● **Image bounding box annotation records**
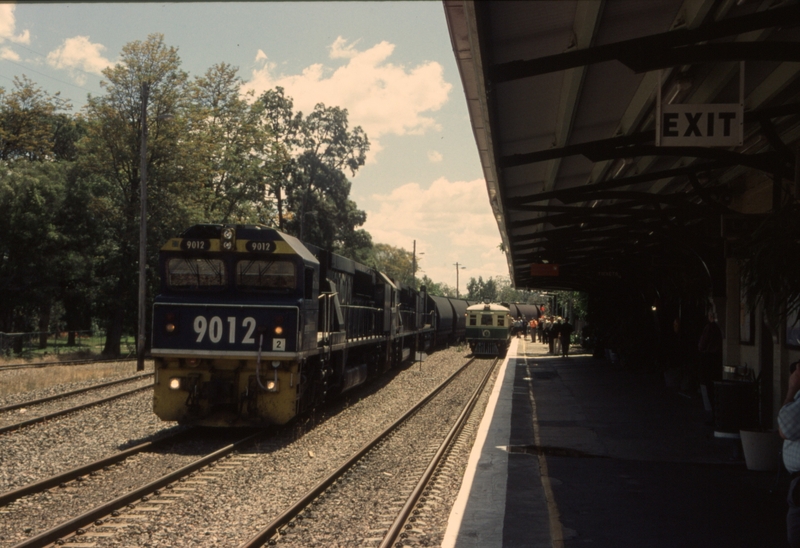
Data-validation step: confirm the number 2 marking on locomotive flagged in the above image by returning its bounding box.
[194,316,256,344]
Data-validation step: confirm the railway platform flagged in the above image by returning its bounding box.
[442,339,789,548]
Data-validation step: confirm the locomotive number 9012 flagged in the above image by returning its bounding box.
[193,316,256,344]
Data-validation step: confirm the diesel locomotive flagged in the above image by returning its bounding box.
[466,303,514,357]
[151,224,469,426]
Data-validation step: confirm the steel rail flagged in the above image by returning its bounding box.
[0,432,187,507]
[0,358,136,371]
[236,358,475,548]
[11,430,267,548]
[0,385,153,434]
[378,358,500,548]
[0,373,154,413]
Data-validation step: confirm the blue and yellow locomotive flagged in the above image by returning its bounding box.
[151,224,434,426]
[466,303,513,357]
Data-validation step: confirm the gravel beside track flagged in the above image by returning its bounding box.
[268,360,492,548]
[0,377,153,427]
[0,390,183,496]
[0,347,491,548]
[54,347,488,548]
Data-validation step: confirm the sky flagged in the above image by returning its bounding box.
[0,1,508,293]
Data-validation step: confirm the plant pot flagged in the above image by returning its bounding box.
[739,430,783,472]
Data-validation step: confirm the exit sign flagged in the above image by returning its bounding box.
[656,103,744,147]
[531,263,558,276]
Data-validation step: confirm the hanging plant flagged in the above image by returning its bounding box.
[735,203,800,329]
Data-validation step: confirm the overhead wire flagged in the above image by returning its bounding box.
[0,40,99,93]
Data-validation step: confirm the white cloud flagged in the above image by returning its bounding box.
[243,37,452,160]
[47,36,113,82]
[329,36,361,59]
[363,177,508,290]
[0,48,19,61]
[0,4,31,44]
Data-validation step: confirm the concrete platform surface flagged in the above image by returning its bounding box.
[442,339,789,548]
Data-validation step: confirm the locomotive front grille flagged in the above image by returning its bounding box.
[201,373,236,413]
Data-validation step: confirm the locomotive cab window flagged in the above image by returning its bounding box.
[241,260,297,291]
[167,257,227,290]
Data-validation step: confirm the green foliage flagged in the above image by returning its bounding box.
[0,161,70,331]
[189,63,275,224]
[735,202,800,326]
[0,76,77,161]
[420,276,456,297]
[366,244,419,286]
[466,276,499,302]
[0,34,468,354]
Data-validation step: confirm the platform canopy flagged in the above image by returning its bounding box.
[444,0,800,289]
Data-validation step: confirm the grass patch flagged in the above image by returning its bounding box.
[0,361,153,397]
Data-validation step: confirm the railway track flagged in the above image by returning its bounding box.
[3,429,268,548]
[0,373,153,413]
[0,373,153,434]
[239,360,497,548]
[0,348,493,548]
[0,431,190,508]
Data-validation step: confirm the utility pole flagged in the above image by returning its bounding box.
[411,240,417,290]
[136,82,150,371]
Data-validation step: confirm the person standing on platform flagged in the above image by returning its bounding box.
[542,316,553,344]
[550,318,561,355]
[559,320,575,358]
[697,312,722,409]
[778,362,800,548]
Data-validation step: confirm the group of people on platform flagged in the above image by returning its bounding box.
[512,316,575,358]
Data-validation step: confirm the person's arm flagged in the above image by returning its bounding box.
[778,367,800,440]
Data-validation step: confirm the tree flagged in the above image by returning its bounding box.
[367,244,414,287]
[466,276,498,302]
[420,275,456,297]
[79,34,192,355]
[190,63,280,223]
[258,86,303,230]
[0,162,67,331]
[0,76,74,161]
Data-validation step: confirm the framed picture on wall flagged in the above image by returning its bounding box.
[739,291,756,344]
[786,309,800,348]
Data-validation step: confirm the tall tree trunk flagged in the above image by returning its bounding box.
[103,306,125,358]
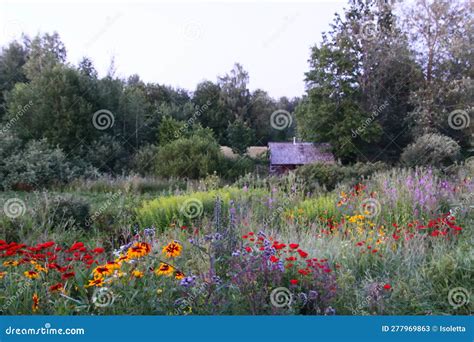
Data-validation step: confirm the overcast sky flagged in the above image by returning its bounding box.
[0,0,346,97]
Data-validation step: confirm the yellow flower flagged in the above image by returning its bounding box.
[35,264,48,273]
[127,242,151,259]
[113,270,127,278]
[86,278,104,287]
[174,271,184,280]
[132,270,144,278]
[3,260,19,267]
[31,292,39,312]
[162,241,183,258]
[155,262,173,277]
[93,265,114,278]
[23,271,39,279]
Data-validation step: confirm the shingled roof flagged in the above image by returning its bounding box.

● **Problem**
Reproduce all of the data above verbatim, leaving out the pictures.

● **Solved exercise**
Data-validation step: confirm the number 2 marking on locomotive flagged in the above image by returning its bounding box.
[194,316,256,344]
Data-validation step: confirm the railway platform flagged in the above image by returning its bounding box.
[442,339,789,548]
Data-validation step: confirm the locomotive number 9012 flagged in the above image by returning its bounding box.
[193,316,256,344]
Data-validation step: confirm the diesel locomotive flagged in the above image by returning its bounding box.
[466,303,514,357]
[151,224,469,426]
Data-validation step: confirm the steel rail flagged in the above image by returning its bounding box.
[0,432,187,507]
[0,358,136,371]
[236,358,475,548]
[11,430,267,548]
[0,385,153,434]
[378,358,500,548]
[0,373,154,413]
Data-validation step: confirm the blue and yellow locomotive flagged in the above image by returning its bounding box.
[151,224,434,426]
[466,303,513,357]
Data-validation step: confirm the gravel beside track flagged in the above image by returning its bounding box.
[268,360,492,548]
[0,377,153,427]
[0,390,183,496]
[0,347,491,548]
[54,347,488,548]
Data-validation step: confirm the sky flagged in the above image by returning its bounding box.
[0,1,508,293]
Data-validation step: confirm the plant pot flagged in the above image by returning its bounding box.
[739,430,783,472]
Data-validation step: confirm the exit sign flagged in the above image by returning its bounding box.
[656,103,744,147]
[531,263,558,276]
Data-validation step: confirm the hanging plant flagged in the above image by returning its bounding box.
[735,203,800,329]
Data-validation step: confirm the overhead wire flagged in the above image by returning its bounding box.
[0,40,99,93]
Data-validation step: confirm the white cloud flagged in the above image by returning its bounding box.
[243,37,452,160]
[47,36,113,82]
[329,36,361,59]
[363,177,508,290]
[0,48,19,61]
[0,4,31,44]
Data-validation step: confirm the concrete platform surface flagged in the above image by returning its bounding box.
[442,339,789,548]
Data-validation step: confirm the locomotive front grille flagged in the above image by returning its bounding box.
[201,373,236,413]
Data-validation step: confirm the locomotive cab window flagged in the above image by returning its bounding box.
[241,260,297,291]
[167,257,227,290]
Data-validation step: confirm the green foliage flagged in the above image by returning its bounding box.
[0,161,70,331]
[189,63,275,224]
[735,202,800,326]
[0,76,77,161]
[420,276,456,297]
[366,244,419,286]
[466,276,499,302]
[0,34,468,354]
Data-validation step: confirm the platform canopy flagged in the above image by returning its bounding box.
[444,0,800,289]
Data-validation step: confirm the grass patch flagged in the above image by returning its bounding box.
[0,361,153,397]
Data-validation step: confirm the railway track flagged in the above image by returning its bounding box.
[3,429,268,548]
[0,373,153,413]
[0,373,153,434]
[239,360,497,548]
[0,348,493,548]
[0,431,190,508]
Data-validation step: confirm the utility pole flagged in the above image by returning its bounding box.
[411,240,417,290]
[136,82,150,371]
Data-validation step: confirm the person standing on platform flagged in the above image by returning its bounding box.
[542,316,553,344]
[550,318,561,355]
[559,320,575,358]
[697,312,722,409]
[778,362,800,548]
Data-validation step: confirm the group of people on platform flagged in the above image by returning its bounding box.
[512,316,575,358]
Data-validation step: confirm the person's arm flagged in the above image by returning its bounding box.
[778,367,800,440]
Data-validation step: confirm the tree flagged in the above image by returning its bounding box.
[367,244,414,287]
[466,276,498,302]
[420,275,456,297]
[79,34,192,355]
[190,63,280,223]
[258,86,303,230]
[0,162,67,331]
[0,76,74,161]
Data-validation step: confirm the framed picture on wall flagged in the above image by returning its bounding box.
[739,291,756,344]
[786,309,800,348]
Data-validation step: confirm the tall tree trunk flagged in the above image by returning its bounding box.
[103,306,125,358]
Data-validation step: confirm the overcast sky flagged in the above image by returning its bounding box.
[0,0,346,97]
Data-validation step: confirm the yellow flower flagged in the above image by returning its bounding box.
[35,264,48,273]
[127,242,151,259]
[113,270,127,278]
[86,278,104,287]
[174,271,184,280]
[132,270,144,278]
[3,260,19,267]
[31,292,39,312]
[162,241,183,258]
[155,262,173,277]
[93,265,114,278]
[23,271,39,279]
Data-validation step: confirm the shingled roof flagged in the above image by returning its bounding box.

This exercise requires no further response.